# Exercise:
Compute how many lines in the records below contain the string "dish" and give that number without other output.

(Saved data entries)
==*==

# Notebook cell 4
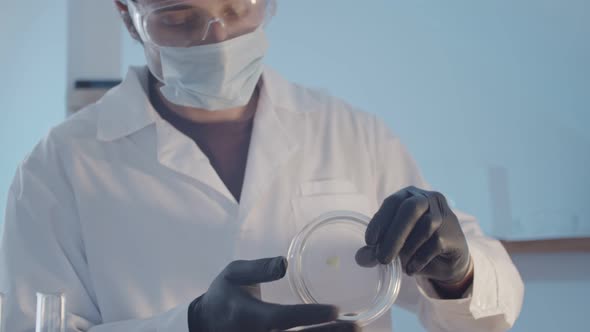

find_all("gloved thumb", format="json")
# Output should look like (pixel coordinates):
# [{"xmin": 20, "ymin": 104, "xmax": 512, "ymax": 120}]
[{"xmin": 223, "ymin": 256, "xmax": 288, "ymax": 285}]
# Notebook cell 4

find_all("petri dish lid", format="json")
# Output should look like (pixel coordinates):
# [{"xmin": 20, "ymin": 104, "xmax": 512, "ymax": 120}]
[{"xmin": 287, "ymin": 210, "xmax": 401, "ymax": 327}]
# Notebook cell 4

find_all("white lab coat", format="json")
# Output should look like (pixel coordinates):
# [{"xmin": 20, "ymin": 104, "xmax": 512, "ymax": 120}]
[{"xmin": 0, "ymin": 66, "xmax": 523, "ymax": 332}]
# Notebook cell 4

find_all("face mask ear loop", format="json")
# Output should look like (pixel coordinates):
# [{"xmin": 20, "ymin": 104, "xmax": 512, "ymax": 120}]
[
  {"xmin": 263, "ymin": 0, "xmax": 277, "ymax": 27},
  {"xmin": 268, "ymin": 0, "xmax": 277, "ymax": 17}
]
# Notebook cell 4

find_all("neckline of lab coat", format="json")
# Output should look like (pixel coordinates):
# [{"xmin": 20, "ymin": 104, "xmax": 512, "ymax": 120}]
[{"xmin": 95, "ymin": 65, "xmax": 301, "ymax": 223}]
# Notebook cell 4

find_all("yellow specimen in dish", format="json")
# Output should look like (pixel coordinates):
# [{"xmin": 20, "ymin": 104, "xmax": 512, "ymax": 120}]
[{"xmin": 326, "ymin": 256, "xmax": 340, "ymax": 268}]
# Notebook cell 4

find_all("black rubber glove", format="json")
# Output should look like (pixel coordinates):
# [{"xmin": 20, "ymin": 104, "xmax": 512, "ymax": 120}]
[
  {"xmin": 188, "ymin": 256, "xmax": 360, "ymax": 332},
  {"xmin": 357, "ymin": 186, "xmax": 471, "ymax": 285}
]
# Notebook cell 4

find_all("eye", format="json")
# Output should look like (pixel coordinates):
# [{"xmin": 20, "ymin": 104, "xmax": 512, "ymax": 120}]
[
  {"xmin": 222, "ymin": 4, "xmax": 248, "ymax": 20},
  {"xmin": 158, "ymin": 11, "xmax": 191, "ymax": 26},
  {"xmin": 222, "ymin": 8, "xmax": 238, "ymax": 20}
]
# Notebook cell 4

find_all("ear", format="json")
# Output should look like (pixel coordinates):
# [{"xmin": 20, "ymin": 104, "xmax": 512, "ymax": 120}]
[
  {"xmin": 114, "ymin": 0, "xmax": 142, "ymax": 42},
  {"xmin": 114, "ymin": 0, "xmax": 128, "ymax": 12}
]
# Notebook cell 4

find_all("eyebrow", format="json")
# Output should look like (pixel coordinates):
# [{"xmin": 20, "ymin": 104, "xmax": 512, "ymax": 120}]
[
  {"xmin": 142, "ymin": 0, "xmax": 252, "ymax": 11},
  {"xmin": 141, "ymin": 0, "xmax": 181, "ymax": 6},
  {"xmin": 155, "ymin": 4, "xmax": 193, "ymax": 12}
]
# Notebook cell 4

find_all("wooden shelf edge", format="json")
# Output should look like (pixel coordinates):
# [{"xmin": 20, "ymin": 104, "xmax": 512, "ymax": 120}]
[{"xmin": 500, "ymin": 237, "xmax": 590, "ymax": 254}]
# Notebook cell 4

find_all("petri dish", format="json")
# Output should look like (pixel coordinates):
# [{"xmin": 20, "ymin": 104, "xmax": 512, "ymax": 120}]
[{"xmin": 287, "ymin": 210, "xmax": 401, "ymax": 326}]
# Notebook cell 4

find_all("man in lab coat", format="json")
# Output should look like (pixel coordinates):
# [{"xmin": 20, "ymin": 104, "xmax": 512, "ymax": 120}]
[{"xmin": 0, "ymin": 0, "xmax": 524, "ymax": 331}]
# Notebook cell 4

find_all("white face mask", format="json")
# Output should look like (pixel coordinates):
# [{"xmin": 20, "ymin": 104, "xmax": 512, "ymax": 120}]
[{"xmin": 157, "ymin": 28, "xmax": 269, "ymax": 111}]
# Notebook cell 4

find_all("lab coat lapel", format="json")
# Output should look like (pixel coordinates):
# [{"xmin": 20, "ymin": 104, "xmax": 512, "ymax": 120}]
[
  {"xmin": 155, "ymin": 119, "xmax": 238, "ymax": 205},
  {"xmin": 108, "ymin": 67, "xmax": 302, "ymax": 214},
  {"xmin": 97, "ymin": 67, "xmax": 237, "ymax": 205},
  {"xmin": 237, "ymin": 76, "xmax": 300, "ymax": 222}
]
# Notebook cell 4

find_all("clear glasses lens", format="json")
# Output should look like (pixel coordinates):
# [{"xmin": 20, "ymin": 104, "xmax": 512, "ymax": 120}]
[
  {"xmin": 143, "ymin": 0, "xmax": 267, "ymax": 46},
  {"xmin": 0, "ymin": 293, "xmax": 5, "ymax": 332}
]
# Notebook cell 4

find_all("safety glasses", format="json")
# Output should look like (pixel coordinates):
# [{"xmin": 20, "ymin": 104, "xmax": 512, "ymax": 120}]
[{"xmin": 128, "ymin": 0, "xmax": 274, "ymax": 47}]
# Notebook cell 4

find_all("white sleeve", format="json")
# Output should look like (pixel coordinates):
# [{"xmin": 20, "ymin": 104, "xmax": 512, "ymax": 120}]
[
  {"xmin": 0, "ymin": 136, "xmax": 190, "ymax": 332},
  {"xmin": 370, "ymin": 115, "xmax": 524, "ymax": 332}
]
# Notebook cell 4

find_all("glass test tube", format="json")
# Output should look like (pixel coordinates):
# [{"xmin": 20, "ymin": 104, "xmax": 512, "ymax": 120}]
[
  {"xmin": 0, "ymin": 292, "xmax": 5, "ymax": 332},
  {"xmin": 35, "ymin": 292, "xmax": 66, "ymax": 332}
]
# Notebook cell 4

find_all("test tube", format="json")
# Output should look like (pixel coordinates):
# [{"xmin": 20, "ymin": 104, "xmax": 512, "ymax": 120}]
[
  {"xmin": 35, "ymin": 292, "xmax": 66, "ymax": 332},
  {"xmin": 0, "ymin": 292, "xmax": 5, "ymax": 332}
]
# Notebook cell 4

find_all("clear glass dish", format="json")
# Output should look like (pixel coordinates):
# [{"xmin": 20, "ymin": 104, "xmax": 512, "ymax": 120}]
[{"xmin": 287, "ymin": 210, "xmax": 402, "ymax": 327}]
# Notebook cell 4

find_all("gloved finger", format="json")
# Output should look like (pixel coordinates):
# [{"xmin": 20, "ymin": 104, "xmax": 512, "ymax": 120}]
[
  {"xmin": 262, "ymin": 303, "xmax": 339, "ymax": 331},
  {"xmin": 223, "ymin": 256, "xmax": 287, "ymax": 285},
  {"xmin": 365, "ymin": 189, "xmax": 412, "ymax": 246},
  {"xmin": 399, "ymin": 211, "xmax": 442, "ymax": 271},
  {"xmin": 296, "ymin": 322, "xmax": 361, "ymax": 332},
  {"xmin": 355, "ymin": 245, "xmax": 379, "ymax": 268},
  {"xmin": 376, "ymin": 195, "xmax": 429, "ymax": 264},
  {"xmin": 405, "ymin": 234, "xmax": 444, "ymax": 276}
]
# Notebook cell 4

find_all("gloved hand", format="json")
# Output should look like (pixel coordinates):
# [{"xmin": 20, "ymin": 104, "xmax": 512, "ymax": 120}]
[
  {"xmin": 357, "ymin": 186, "xmax": 472, "ymax": 287},
  {"xmin": 188, "ymin": 256, "xmax": 360, "ymax": 332}
]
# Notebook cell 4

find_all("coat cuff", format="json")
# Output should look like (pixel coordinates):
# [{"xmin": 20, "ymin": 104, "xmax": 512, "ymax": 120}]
[{"xmin": 414, "ymin": 240, "xmax": 506, "ymax": 319}]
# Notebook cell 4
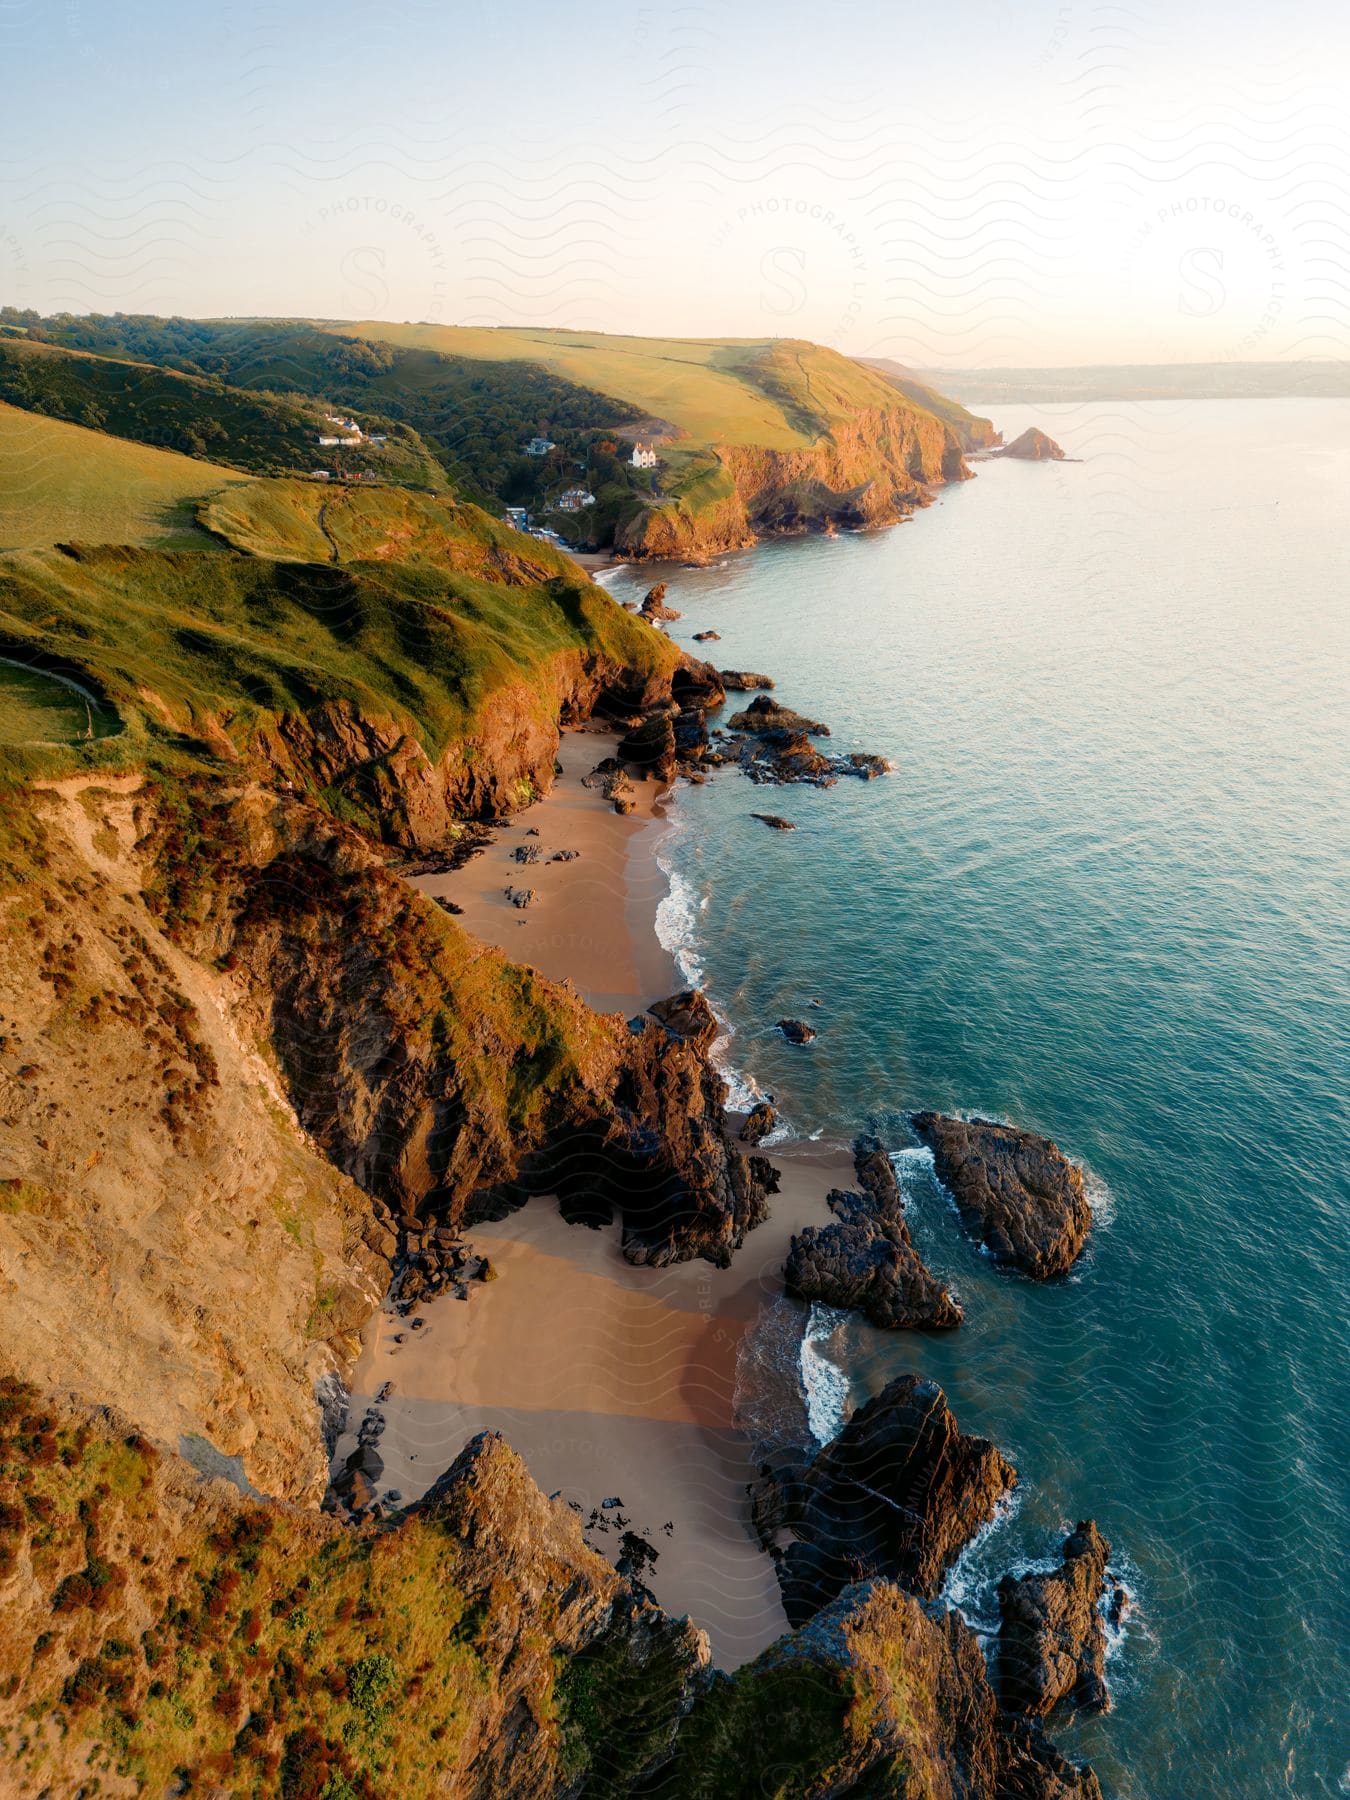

==*==

# Task result:
4